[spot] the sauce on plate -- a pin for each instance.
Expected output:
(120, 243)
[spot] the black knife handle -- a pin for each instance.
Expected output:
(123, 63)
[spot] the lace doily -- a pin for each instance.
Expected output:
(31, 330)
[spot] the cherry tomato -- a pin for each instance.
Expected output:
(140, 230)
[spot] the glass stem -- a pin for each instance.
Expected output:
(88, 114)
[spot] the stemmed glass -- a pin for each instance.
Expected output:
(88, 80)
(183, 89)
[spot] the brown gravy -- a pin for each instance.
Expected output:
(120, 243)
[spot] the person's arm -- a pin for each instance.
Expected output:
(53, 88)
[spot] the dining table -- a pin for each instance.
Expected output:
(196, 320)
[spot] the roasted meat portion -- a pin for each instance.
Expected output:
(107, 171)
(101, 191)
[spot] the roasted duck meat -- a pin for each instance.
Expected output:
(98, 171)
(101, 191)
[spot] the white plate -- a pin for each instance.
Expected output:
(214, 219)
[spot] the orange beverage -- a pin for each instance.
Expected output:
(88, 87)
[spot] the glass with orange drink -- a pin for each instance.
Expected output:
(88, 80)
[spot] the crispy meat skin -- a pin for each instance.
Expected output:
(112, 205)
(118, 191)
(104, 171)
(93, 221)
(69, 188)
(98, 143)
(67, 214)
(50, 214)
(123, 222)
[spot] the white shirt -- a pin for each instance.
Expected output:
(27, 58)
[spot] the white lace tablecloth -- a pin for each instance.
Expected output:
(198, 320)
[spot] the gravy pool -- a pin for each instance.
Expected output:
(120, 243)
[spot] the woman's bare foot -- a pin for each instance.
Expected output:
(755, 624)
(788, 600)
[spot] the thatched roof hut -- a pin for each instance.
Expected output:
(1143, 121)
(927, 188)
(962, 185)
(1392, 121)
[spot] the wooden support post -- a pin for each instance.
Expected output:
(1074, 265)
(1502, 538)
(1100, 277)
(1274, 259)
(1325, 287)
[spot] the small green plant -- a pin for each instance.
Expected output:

========================================================================

• _Requirement_:
Print every one of the records above once more, verbatim and without any change.

• _Result for this task_:
[spot] the sauce on plate -- a pin for each instance.
Expected output:
(120, 243)
[spot] the black knife handle -- a pin for each instance.
Expected output:
(123, 63)
[spot] the lace doily -- a pin for each instance.
Expected output:
(31, 330)
[spot] the cherry tomato -- a pin for each instance.
Expected output:
(140, 230)
[spot] the glass stem -- a pin for each instance.
Expected output:
(88, 114)
[spot] the stemmed glass -- a pin for each instance.
Expected output:
(88, 80)
(183, 89)
[spot] the brown gravy -- a pin for each instance.
Expected output:
(120, 243)
[spot] the person's arm -- a pin for each instance.
Expected output:
(53, 88)
[spot] the dining table -- a pin for each instance.
Expected output:
(196, 320)
[spot] the roasted meat portion -- a pin for each instance.
Expected output:
(107, 171)
(101, 191)
[spot] the roasted duck meat -- a pin for each instance.
Expected output:
(98, 171)
(101, 191)
[spot] the white plate -- a pin for each instance.
Expected output:
(214, 219)
[spot] the orange beverage -- a pin for each instance.
Expected output:
(88, 87)
[spot] the glass with orange drink -- a pin for each instance.
Expected output:
(88, 80)
[spot] the crispy meat skin -- a pin for each instance.
Expected output:
(112, 205)
(118, 191)
(104, 171)
(93, 221)
(69, 188)
(98, 143)
(67, 214)
(50, 214)
(123, 222)
[spot] the white shirt -- a pin for each instance.
Expected output:
(27, 58)
[spot] the white lace tablecloth -- a pin for each instance.
Expected output:
(198, 320)
[spot] the gravy pool -- a pin for each instance.
Expected output:
(120, 243)
[spot] the woman's bare foot -- a pin for each instance.
Expected output:
(755, 624)
(788, 600)
[spot] the thatched roof hut -- a pin for each instance.
Expected output:
(1143, 121)
(927, 188)
(962, 185)
(1392, 121)
[spot] the wooden support post -- a pin for each instance.
Expected output:
(1074, 265)
(1502, 538)
(1100, 277)
(1274, 259)
(1325, 287)
[spot] the small green plant -- a pin for each instance.
Expected output:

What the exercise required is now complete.